## [Document]
____
SP : En plus de ces deux activités (les marches dans la nature, les danses sur les places publiques), il y a eu en effet celle de l’écriture. Au début, il s’agissait juste de consigner par écrit des événements, des sensations, des pensées surgis au cours des journées qui venaient de s’écouler. Progressivement, puis après mon retour, cette activité a pris davantage de place, elle est devenue aussi essentielle que danser ou marcher.

Il m’a très vite semblé que je pouvais faire le récit de certains événements – qui en eux-mêmes ne sont pas extraordinaires – mais qui pouvaient rendre compte de cette dissipation du corps dont j’ai parlé et de la surprise de se sentir regardé par la nature.

Avant de partir, j’avais commencé à prendre des cours de russe dans l’idée d’avoir quelques rudiments. Le russe est une langue à déclinaisons qui m’a demandé beaucoup d’efforts pour l’aborder. Il faut retrouver de la plasticité intellectuelle et psychique. Sur place, des moments d’incompréhension ou de malentendu, donnant lieu à des situations plutôt cocasses, sont bien sûr arrivés. La frustration de ne pouvoir discuter un peu subtilement avec certaines personnes, mais aussi l’immense plaisir de pouvoir échanger quelques mots et surtout d’être baigné dans la musicalité de cette langue, ont sans doute participé à rendre ce besoin d’écrire plus vif.
____
## [Court exercice a]
Recopiez tout le passage de l'extrait compris entre « Il m’a très » et « par la nature. », ces deux bornes incluses.
L'extrait et les entrées constituent deux matériaux sans lien entre eux.

## [Liste des entrées]
____
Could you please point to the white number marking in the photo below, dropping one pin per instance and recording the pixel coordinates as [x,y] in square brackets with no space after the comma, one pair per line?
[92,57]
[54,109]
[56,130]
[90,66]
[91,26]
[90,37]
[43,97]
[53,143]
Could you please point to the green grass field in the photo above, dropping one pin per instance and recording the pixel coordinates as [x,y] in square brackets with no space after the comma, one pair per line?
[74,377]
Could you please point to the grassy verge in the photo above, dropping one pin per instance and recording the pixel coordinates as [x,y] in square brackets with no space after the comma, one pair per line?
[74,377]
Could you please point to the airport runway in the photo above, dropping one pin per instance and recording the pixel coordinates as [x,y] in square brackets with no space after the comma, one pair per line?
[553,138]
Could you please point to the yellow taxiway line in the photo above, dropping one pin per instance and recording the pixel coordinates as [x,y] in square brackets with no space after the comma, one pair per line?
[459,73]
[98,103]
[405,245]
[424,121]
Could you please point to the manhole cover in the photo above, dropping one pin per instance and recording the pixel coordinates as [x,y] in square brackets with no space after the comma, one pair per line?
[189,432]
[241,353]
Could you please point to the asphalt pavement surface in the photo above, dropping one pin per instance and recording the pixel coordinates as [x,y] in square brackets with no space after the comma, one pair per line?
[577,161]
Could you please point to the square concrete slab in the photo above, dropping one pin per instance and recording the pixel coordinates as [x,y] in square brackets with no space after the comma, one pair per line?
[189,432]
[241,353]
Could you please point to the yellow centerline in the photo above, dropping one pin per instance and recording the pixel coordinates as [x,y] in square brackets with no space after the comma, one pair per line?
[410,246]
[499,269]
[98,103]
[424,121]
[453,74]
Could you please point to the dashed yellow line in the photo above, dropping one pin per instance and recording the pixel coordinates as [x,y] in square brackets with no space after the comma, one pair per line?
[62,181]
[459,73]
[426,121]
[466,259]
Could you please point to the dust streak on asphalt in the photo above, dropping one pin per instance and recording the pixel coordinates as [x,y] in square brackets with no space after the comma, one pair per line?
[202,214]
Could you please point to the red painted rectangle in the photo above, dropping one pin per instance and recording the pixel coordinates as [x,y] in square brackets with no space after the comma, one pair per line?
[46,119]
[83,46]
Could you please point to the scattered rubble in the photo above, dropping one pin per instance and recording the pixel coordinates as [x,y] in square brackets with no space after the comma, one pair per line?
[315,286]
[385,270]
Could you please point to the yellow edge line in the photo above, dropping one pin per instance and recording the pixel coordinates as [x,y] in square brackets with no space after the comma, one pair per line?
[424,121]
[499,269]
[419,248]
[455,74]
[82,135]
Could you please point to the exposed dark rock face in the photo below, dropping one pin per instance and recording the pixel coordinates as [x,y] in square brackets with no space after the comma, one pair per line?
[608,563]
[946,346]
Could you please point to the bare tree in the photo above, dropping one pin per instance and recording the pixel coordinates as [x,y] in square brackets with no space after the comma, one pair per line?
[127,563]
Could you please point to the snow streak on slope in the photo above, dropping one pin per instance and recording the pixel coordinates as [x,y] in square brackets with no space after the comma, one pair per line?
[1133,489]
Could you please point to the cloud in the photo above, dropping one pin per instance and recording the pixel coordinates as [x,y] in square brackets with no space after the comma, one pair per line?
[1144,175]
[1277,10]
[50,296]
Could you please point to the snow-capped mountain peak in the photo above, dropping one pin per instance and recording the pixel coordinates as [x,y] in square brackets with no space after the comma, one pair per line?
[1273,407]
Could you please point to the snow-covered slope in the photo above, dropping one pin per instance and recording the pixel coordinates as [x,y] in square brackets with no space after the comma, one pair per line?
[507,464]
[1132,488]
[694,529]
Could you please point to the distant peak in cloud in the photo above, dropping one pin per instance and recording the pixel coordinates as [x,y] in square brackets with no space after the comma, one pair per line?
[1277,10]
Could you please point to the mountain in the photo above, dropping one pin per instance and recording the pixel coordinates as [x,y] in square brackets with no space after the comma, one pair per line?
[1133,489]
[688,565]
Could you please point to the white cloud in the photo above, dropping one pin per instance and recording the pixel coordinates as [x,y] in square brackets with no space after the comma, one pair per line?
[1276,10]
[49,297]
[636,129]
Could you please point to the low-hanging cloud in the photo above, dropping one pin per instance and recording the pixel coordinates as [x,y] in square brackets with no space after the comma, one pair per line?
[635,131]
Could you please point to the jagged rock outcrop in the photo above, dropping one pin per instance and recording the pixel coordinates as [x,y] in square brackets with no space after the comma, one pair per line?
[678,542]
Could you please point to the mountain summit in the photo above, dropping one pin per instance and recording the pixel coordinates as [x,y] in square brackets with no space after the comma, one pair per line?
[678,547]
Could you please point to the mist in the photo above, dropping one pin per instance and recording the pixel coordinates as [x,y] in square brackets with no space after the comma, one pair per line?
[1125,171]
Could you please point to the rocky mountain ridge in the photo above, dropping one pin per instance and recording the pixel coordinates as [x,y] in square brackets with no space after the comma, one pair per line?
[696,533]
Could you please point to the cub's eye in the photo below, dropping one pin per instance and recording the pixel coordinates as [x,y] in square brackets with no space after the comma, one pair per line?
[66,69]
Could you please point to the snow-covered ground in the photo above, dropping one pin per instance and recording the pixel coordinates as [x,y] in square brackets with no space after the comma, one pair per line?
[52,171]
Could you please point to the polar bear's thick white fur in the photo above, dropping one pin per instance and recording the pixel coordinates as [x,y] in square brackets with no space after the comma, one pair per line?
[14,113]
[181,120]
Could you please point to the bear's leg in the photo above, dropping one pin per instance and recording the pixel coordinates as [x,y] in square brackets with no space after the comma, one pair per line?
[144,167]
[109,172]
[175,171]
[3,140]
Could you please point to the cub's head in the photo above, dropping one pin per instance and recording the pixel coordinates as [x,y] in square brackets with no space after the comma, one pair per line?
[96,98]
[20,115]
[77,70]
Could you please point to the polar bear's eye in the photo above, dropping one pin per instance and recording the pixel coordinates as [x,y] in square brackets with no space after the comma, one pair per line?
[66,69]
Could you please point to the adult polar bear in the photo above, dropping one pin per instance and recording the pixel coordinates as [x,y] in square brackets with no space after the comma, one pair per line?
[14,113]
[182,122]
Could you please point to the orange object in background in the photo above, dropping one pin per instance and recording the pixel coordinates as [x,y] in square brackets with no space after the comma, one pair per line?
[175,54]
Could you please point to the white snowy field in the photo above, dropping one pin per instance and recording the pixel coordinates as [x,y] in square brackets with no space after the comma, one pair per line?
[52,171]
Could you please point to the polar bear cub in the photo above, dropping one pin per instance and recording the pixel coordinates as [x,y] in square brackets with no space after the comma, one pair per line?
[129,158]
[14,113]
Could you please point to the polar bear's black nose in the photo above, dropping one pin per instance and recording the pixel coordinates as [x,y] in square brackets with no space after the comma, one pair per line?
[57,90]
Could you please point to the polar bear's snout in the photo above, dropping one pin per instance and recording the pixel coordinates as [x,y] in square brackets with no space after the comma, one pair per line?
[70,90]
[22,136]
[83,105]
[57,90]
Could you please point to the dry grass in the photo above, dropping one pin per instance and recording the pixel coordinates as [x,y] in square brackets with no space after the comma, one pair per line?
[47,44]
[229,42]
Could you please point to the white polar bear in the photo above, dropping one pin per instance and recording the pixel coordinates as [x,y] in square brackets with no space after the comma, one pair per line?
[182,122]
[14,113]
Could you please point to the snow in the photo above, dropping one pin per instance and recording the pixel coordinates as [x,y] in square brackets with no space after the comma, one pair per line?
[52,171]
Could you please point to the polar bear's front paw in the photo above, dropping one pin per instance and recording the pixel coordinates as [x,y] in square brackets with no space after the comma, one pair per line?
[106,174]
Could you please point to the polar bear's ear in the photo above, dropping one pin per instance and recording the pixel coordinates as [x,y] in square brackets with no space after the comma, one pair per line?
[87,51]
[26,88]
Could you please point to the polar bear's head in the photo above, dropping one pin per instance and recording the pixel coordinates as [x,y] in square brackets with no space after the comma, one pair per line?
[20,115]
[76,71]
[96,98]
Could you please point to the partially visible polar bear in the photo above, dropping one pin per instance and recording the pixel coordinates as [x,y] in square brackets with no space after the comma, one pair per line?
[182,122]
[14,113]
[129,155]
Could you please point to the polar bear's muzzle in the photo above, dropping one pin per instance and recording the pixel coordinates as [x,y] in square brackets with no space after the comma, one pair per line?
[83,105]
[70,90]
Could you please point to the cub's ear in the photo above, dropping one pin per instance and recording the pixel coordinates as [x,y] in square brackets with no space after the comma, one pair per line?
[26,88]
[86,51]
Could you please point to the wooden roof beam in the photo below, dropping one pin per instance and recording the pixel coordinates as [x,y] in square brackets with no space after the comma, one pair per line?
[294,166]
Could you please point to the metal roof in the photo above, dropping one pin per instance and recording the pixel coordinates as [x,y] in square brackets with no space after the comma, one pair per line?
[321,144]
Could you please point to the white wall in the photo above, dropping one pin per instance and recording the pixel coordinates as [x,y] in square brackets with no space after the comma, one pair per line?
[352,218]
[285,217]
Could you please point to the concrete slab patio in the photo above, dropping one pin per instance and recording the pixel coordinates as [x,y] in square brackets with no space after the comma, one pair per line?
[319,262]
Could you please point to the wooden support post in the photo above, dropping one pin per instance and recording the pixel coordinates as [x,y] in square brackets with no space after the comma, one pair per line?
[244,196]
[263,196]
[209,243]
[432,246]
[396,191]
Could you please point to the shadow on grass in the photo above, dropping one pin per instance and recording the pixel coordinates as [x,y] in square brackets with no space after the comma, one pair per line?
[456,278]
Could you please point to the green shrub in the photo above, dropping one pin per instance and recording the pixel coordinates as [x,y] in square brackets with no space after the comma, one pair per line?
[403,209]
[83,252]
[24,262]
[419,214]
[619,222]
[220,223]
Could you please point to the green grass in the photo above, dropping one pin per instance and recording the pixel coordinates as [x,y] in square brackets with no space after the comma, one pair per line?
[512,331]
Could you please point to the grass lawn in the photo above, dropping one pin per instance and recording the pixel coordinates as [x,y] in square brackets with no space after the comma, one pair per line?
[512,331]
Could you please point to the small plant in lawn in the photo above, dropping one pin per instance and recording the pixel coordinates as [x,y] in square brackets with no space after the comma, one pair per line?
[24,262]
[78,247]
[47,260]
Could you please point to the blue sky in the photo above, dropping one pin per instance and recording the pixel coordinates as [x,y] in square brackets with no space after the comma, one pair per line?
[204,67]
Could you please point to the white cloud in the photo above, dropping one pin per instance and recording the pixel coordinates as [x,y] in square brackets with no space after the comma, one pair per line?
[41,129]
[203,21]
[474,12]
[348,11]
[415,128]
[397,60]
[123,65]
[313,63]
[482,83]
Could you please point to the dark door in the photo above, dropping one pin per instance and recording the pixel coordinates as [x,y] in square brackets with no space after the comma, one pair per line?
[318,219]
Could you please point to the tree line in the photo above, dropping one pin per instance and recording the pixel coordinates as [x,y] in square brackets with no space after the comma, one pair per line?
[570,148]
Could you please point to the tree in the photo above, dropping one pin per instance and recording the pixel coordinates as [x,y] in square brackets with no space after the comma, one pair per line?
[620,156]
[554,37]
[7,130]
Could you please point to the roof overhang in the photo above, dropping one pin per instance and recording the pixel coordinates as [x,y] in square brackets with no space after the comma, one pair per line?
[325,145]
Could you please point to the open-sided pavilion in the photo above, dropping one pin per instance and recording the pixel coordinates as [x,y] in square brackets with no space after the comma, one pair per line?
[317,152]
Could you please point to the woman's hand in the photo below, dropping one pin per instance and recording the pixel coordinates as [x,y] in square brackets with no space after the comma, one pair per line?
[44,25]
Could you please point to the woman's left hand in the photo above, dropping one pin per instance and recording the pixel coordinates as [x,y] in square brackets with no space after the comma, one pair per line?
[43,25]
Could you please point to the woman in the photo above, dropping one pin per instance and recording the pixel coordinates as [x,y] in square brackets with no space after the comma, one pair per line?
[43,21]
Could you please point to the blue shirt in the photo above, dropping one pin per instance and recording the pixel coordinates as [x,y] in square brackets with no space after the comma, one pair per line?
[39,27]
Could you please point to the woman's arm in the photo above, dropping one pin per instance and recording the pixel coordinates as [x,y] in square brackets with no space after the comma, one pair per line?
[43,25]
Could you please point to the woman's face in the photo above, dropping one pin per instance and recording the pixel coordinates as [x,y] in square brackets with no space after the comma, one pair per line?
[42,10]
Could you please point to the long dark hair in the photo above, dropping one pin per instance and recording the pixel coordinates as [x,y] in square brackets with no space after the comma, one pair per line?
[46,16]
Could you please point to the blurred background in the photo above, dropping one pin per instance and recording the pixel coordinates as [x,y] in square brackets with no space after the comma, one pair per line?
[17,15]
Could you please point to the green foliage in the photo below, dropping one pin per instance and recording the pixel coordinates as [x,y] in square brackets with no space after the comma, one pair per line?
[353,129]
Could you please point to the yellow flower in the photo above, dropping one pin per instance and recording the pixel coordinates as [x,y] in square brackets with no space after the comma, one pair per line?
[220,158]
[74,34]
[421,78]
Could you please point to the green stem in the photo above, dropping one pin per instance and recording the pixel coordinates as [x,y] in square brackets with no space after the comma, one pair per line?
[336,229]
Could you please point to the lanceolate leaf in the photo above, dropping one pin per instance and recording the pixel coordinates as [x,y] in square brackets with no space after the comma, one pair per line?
____
## [Court exercice b]
Sélectionnez chaque ligne des entrées qui contient la chaîne « blue », en tenant compte de la casse.

## [Résultat a]
Il m’a très vite semblé que je pouvais faire le récit de certains événements – qui en eux-mêmes ne sont pas extraordinaires – mais qui pouvaient rendre compte de cette dissipation du corps dont j’ai parlé et de la surprise de se sentir regardé par la nature.

## [Résultat b]
Could you please point to the blue sky in the photo above, dropping one pin per instance and recording the pixel coordinates as [x,y] in square brackets with no space after the comma, one pair per line?
Could you please point to the blue shirt in the photo above, dropping one pin per instance and recording the pixel coordinates as [x,y] in square brackets with no space after the comma, one pair per line?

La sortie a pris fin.